# TO BE DONE:
An exact reproduction of the records is required, with all images left out.

# MATERIAL PROVIDED:
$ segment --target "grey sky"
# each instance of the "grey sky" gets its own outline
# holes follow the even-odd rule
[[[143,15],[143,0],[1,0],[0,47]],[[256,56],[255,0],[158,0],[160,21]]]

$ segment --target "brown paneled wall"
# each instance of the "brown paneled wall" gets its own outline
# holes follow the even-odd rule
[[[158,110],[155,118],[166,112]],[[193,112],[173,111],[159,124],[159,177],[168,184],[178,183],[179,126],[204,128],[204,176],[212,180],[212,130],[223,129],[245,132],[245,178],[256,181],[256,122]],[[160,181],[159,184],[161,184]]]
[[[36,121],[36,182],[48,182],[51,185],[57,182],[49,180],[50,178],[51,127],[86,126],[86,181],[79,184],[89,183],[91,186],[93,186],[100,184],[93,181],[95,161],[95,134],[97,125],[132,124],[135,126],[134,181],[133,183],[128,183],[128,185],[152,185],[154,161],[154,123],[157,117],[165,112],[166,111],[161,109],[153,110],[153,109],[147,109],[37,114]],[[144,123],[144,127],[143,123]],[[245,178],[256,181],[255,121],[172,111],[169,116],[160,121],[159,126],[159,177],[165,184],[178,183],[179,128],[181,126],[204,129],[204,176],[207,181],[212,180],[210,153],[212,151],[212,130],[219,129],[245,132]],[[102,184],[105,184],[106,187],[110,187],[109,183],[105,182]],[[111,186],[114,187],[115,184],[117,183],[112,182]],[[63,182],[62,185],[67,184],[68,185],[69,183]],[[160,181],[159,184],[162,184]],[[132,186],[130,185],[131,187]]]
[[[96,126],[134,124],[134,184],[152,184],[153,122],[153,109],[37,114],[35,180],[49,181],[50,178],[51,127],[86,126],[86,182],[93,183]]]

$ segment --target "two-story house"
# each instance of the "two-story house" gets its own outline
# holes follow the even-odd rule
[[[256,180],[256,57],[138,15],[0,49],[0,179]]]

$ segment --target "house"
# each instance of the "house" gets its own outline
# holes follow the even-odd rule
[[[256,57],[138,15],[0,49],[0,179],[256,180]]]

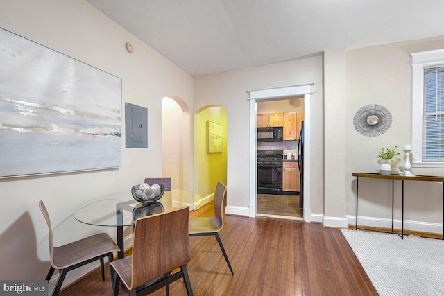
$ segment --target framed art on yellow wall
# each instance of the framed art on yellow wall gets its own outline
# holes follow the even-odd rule
[[[207,121],[207,153],[223,152],[223,125]]]

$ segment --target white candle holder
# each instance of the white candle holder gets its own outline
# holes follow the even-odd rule
[[[411,148],[410,145],[406,145],[404,147],[404,152],[405,153],[405,162],[404,163],[404,167],[405,168],[405,175],[406,176],[414,176],[413,174],[410,172],[410,169],[411,168],[411,164],[410,164],[410,151],[411,151]]]

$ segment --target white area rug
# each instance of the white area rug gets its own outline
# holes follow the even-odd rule
[[[444,241],[341,232],[379,295],[444,295]]]

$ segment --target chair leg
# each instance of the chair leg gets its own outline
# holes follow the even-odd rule
[[[58,293],[60,290],[60,288],[62,288],[62,284],[63,283],[63,280],[65,279],[65,277],[67,275],[67,272],[68,271],[66,269],[61,269],[58,271],[58,279],[57,280],[56,287],[54,288],[54,290],[53,291],[53,296],[57,296],[58,295]]]
[[[191,282],[189,281],[189,277],[188,276],[187,265],[182,266],[180,269],[183,272],[183,281],[185,284],[187,294],[188,294],[188,296],[193,296],[193,288],[191,288]]]
[[[219,247],[221,247],[221,250],[222,250],[222,254],[223,254],[223,256],[225,257],[225,261],[227,261],[227,264],[228,264],[228,267],[230,268],[230,270],[231,271],[231,275],[234,275],[234,272],[233,272],[233,269],[231,268],[231,264],[230,264],[230,260],[228,260],[228,256],[227,256],[227,253],[225,252],[225,249],[223,248],[223,245],[222,244],[222,241],[221,241],[221,238],[219,237],[219,234],[216,232],[214,234],[214,236],[216,236],[216,239],[219,244]]]
[[[103,257],[100,259],[100,271],[102,274],[102,281],[105,281],[105,267],[103,264]]]
[[[52,265],[49,268],[49,270],[48,270],[48,273],[46,274],[46,277],[44,279],[45,281],[49,281],[51,279],[51,277],[53,276],[54,273],[54,268]]]
[[[119,286],[120,286],[120,277],[117,272],[110,265],[110,272],[111,273],[111,284],[112,284],[112,295],[119,295]]]

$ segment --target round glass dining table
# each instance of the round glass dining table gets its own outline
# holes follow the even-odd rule
[[[165,191],[162,198],[150,203],[137,202],[131,191],[119,192],[101,196],[80,204],[74,212],[74,218],[83,223],[96,226],[114,227],[117,232],[117,245],[120,252],[117,258],[123,257],[123,227],[134,225],[140,217],[164,213],[189,207],[197,209],[202,198],[192,191],[182,189]]]

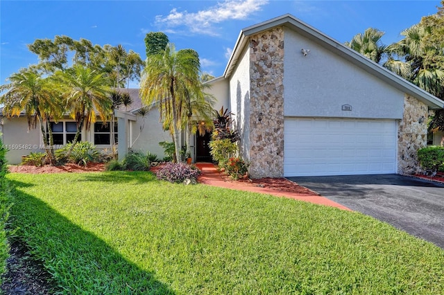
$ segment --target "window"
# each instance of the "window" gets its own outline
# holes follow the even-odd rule
[[[427,134],[427,145],[433,145],[433,133]]]
[[[117,143],[117,123],[114,123],[114,143]],[[94,123],[94,145],[111,144],[111,124],[110,122]]]
[[[74,140],[77,126],[76,122],[51,122],[51,129],[53,132],[54,145],[65,145]],[[77,141],[82,141],[80,133]]]

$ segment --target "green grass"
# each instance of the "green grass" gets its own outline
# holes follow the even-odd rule
[[[62,293],[444,293],[444,251],[357,213],[143,172],[8,178]]]

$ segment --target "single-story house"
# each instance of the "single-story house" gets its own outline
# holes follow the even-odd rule
[[[223,75],[207,83],[214,108],[234,114],[239,154],[254,178],[411,174],[420,169],[417,150],[443,136],[428,136],[427,126],[443,100],[291,15],[241,30]],[[137,110],[116,112],[119,155],[128,148],[161,154],[158,142],[171,136],[156,109],[133,145],[143,122]],[[35,130],[28,139],[17,136],[27,129],[20,119],[3,120],[5,145],[39,141]],[[85,138],[96,144],[96,133],[84,132]],[[209,159],[209,140],[194,137],[195,161]],[[10,162],[22,154],[10,152]]]

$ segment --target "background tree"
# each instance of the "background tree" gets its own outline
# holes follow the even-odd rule
[[[168,36],[162,32],[150,32],[145,36],[145,47],[146,48],[146,57],[156,54],[162,54],[169,40]]]
[[[200,69],[196,55],[189,51],[175,50],[167,46],[163,53],[148,57],[143,71],[140,94],[147,105],[155,102],[160,109],[160,119],[169,124],[175,144],[176,160],[180,161],[180,129],[182,126],[182,111],[187,98],[195,94],[193,89],[200,85]]]
[[[111,82],[103,73],[80,65],[56,75],[58,82],[62,85],[69,111],[76,120],[77,132],[73,140],[76,143],[83,127],[89,129],[97,116],[106,122],[112,105],[108,96]],[[68,152],[68,157],[71,150]]]
[[[30,69],[23,69],[9,77],[9,84],[0,87],[6,92],[0,96],[3,114],[7,116],[20,116],[24,112],[29,129],[35,128],[38,122],[42,139],[49,164],[55,163],[54,149],[51,133],[50,119],[61,113],[61,104],[54,85],[49,78]]]

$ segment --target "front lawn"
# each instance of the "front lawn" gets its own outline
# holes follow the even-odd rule
[[[65,294],[444,293],[443,249],[357,213],[151,172],[8,178]]]

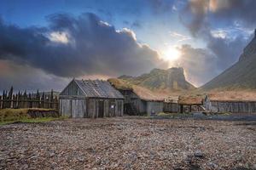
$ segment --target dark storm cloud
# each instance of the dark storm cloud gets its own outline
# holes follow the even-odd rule
[[[17,65],[13,61],[0,60],[0,94],[14,86],[15,91],[32,90],[61,91],[68,83],[67,78],[49,75],[26,65]]]
[[[26,63],[61,76],[118,76],[148,71],[162,63],[157,52],[137,42],[134,33],[93,14],[47,17],[49,27],[0,23],[0,60]]]

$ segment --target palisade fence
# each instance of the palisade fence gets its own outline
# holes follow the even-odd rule
[[[0,96],[0,109],[5,108],[45,108],[59,110],[59,99],[57,96],[54,96],[53,90],[49,94],[44,92],[37,92],[37,94],[18,94],[13,93],[13,87],[9,92],[3,91],[3,95]],[[48,93],[49,94],[49,93]]]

# EXERCISE SOLUTION:
$ segment --target "grey sky"
# each instance of the "grey sky" gets its own outline
# holes follow the even-odd rule
[[[143,15],[143,0],[1,0],[0,47]],[[256,56],[255,0],[158,0],[160,21]]]

$ segment --target "brown paneled wall"
# each instance of the "brown paneled wall" gets its own outline
# holes follow the even-odd rule
[[[158,110],[155,118],[166,112]],[[193,112],[173,111],[159,124],[159,177],[168,184],[178,183],[179,126],[204,128],[204,176],[212,180],[212,130],[223,129],[245,132],[245,178],[256,181],[256,122]],[[160,181],[159,184],[161,184]]]
[[[36,121],[36,182],[48,182],[51,185],[57,182],[49,180],[50,178],[51,127],[86,126],[86,181],[79,184],[89,183],[91,186],[93,186],[100,184],[93,181],[95,161],[95,134],[97,125],[132,124],[135,126],[134,181],[133,183],[128,183],[128,185],[152,185],[154,161],[154,123],[157,117],[165,112],[166,111],[161,109],[153,110],[153,109],[147,109],[37,114]],[[144,123],[144,127],[143,123]],[[245,178],[256,181],[255,121],[172,111],[169,116],[160,121],[159,126],[159,177],[165,184],[178,183],[179,128],[181,126],[204,129],[204,176],[207,181],[212,180],[210,153],[212,151],[212,130],[219,129],[245,132]],[[102,184],[105,184],[106,187],[110,187],[109,183],[105,182]],[[111,186],[114,187],[115,184],[117,183],[112,182]],[[63,182],[62,185],[67,184],[68,185],[69,183]],[[160,181],[159,184],[162,184]],[[132,186],[130,185],[131,187]]]
[[[96,126],[134,124],[134,184],[152,184],[153,122],[153,109],[37,114],[35,180],[49,181],[50,178],[51,127],[86,126],[86,182],[93,183]]]

$ segment --target "two-story house"
# each instance of the "two-story house" gets its own outline
# holes follow the even-odd rule
[[[256,180],[256,57],[138,15],[0,49],[0,179]]]

$ segment --target "house"
# each instance of the "house" gets its own outline
# holes follow the even-odd rule
[[[256,57],[138,15],[0,49],[0,179],[256,180]]]

$ segment --target framed art on yellow wall
# each instance of the framed art on yellow wall gets its own outline
# holes follow the even-odd rule
[[[207,121],[207,153],[223,152],[223,125]]]

$ segment --target white candle holder
# each instance of the white candle holder gets its own outline
# holes follow the even-odd rule
[[[411,148],[410,145],[406,145],[404,147],[404,152],[405,153],[405,162],[404,163],[404,167],[405,168],[405,175],[406,176],[414,176],[413,174],[410,172],[410,169],[411,168],[411,164],[410,164],[410,151],[411,151]]]

$ segment --target white area rug
# each instance of the white area rug gets its own outline
# holes follow the even-odd rule
[[[444,241],[341,232],[379,295],[444,295]]]

$ segment --target chair leg
# each instance of the chair leg gets its own outline
# holes follow the even-odd rule
[[[58,293],[60,290],[60,288],[62,288],[62,284],[63,283],[63,280],[65,279],[65,277],[67,275],[67,272],[68,271],[66,269],[61,269],[58,271],[58,279],[57,280],[56,287],[54,288],[54,290],[53,291],[53,296],[57,296],[58,295]]]
[[[191,282],[189,281],[189,277],[188,276],[187,265],[182,266],[180,269],[183,272],[183,281],[185,284],[187,294],[188,294],[188,296],[193,296],[193,288],[191,288]]]
[[[219,247],[221,247],[221,250],[222,250],[222,254],[223,254],[223,256],[225,257],[225,261],[227,261],[227,264],[228,264],[228,267],[230,268],[230,270],[231,271],[231,275],[234,275],[234,272],[233,272],[233,269],[231,268],[231,264],[230,264],[230,260],[228,260],[228,256],[227,256],[227,253],[225,252],[225,249],[223,248],[223,245],[222,244],[222,241],[221,241],[221,238],[219,237],[219,234],[216,232],[214,234],[214,236],[216,236],[216,239],[219,244]]]
[[[103,257],[100,259],[100,271],[102,274],[102,281],[105,281],[105,267],[103,264]]]
[[[52,265],[49,268],[49,270],[48,270],[48,273],[46,274],[46,277],[44,279],[45,281],[49,281],[51,279],[51,277],[53,276],[54,273],[54,268]]]
[[[119,286],[120,286],[120,277],[117,272],[110,265],[110,272],[111,273],[111,284],[112,284],[112,295],[119,295]]]

$ segment --target round glass dining table
# each instance of the round glass dining table gets its own outline
# holes follow the even-odd rule
[[[165,191],[162,198],[150,203],[137,202],[131,191],[119,192],[101,196],[80,204],[74,212],[74,218],[83,223],[96,226],[114,227],[117,232],[117,245],[120,252],[117,258],[123,257],[123,227],[134,225],[140,217],[164,213],[189,207],[197,209],[202,198],[192,191],[182,189]]]

$ segment --target "window"
# each instance of the "window" gets its own outline
# holes follow the even-odd rule
[[[427,134],[427,145],[433,145],[433,133]]]
[[[117,143],[117,123],[114,123],[114,143]],[[94,123],[94,145],[111,144],[111,124],[110,122]]]
[[[74,140],[77,126],[76,122],[51,122],[51,129],[53,132],[54,145],[65,145]],[[77,141],[82,141],[80,133]]]

$ segment --target "green grass"
# each instance of the "green grass" gets its own outline
# holes follow the even-odd rule
[[[62,293],[444,293],[444,251],[357,213],[143,172],[8,178]]]

$ segment --target "single-story house"
# each instance of the "single-story house" gets its own outline
# holes follow the even-odd rule
[[[223,75],[207,83],[214,108],[234,114],[239,154],[254,178],[411,174],[420,169],[417,150],[443,136],[428,136],[427,126],[443,100],[291,15],[241,30]],[[137,110],[116,112],[119,155],[128,148],[161,154],[158,142],[171,136],[156,109],[133,145],[143,122]],[[35,130],[28,139],[17,136],[27,129],[20,119],[3,120],[5,145],[39,141]],[[85,138],[96,144],[96,133],[84,132]],[[209,159],[209,140],[194,137],[195,161]],[[10,162],[22,154],[10,152]]]

$ segment --target "background tree"
# each instance of the "background tree" gets its own outline
# holes follow the even-odd rule
[[[168,36],[162,32],[150,32],[145,36],[145,47],[146,48],[146,57],[156,54],[162,54],[169,40]]]
[[[200,69],[196,55],[189,51],[175,50],[167,46],[163,53],[148,57],[143,71],[140,94],[147,105],[155,102],[160,109],[160,119],[169,124],[175,144],[176,160],[180,161],[180,129],[182,126],[182,111],[187,98],[195,94],[193,89],[200,85]]]
[[[111,82],[103,73],[80,65],[56,75],[58,82],[62,85],[69,111],[76,120],[77,132],[73,140],[76,143],[83,127],[89,129],[97,116],[106,122],[112,105],[108,96]],[[68,152],[68,157],[71,150]]]
[[[30,69],[23,69],[9,77],[9,84],[0,87],[6,92],[0,96],[3,114],[7,116],[20,116],[24,112],[29,129],[35,128],[38,122],[42,139],[49,164],[55,163],[54,149],[51,133],[50,119],[61,113],[61,104],[54,85],[49,78]]]

$ segment --target "front lawn"
# each instance of the "front lawn" gets its own outline
# holes follow the even-odd rule
[[[65,294],[444,293],[443,249],[357,213],[151,172],[8,178]]]

$ segment --target dark storm cloud
# each instance of the dark storm cloud gets its own outline
# holes follow the even-odd rule
[[[17,65],[13,61],[0,60],[0,94],[14,86],[15,91],[32,90],[61,91],[68,83],[67,78],[49,75],[26,65]]]
[[[26,63],[61,76],[118,76],[148,71],[162,63],[157,52],[137,42],[134,33],[93,14],[47,17],[49,27],[0,23],[0,60]]]

$ segment --target palisade fence
# each instance of the palisade fence gets its own outline
# holes follow the even-odd rule
[[[0,96],[0,109],[5,108],[45,108],[59,110],[59,99],[57,96],[54,96],[53,90],[49,94],[44,92],[37,92],[37,94],[18,94],[13,93],[13,87],[9,92],[3,91],[3,95]],[[48,93],[49,94],[49,93]]]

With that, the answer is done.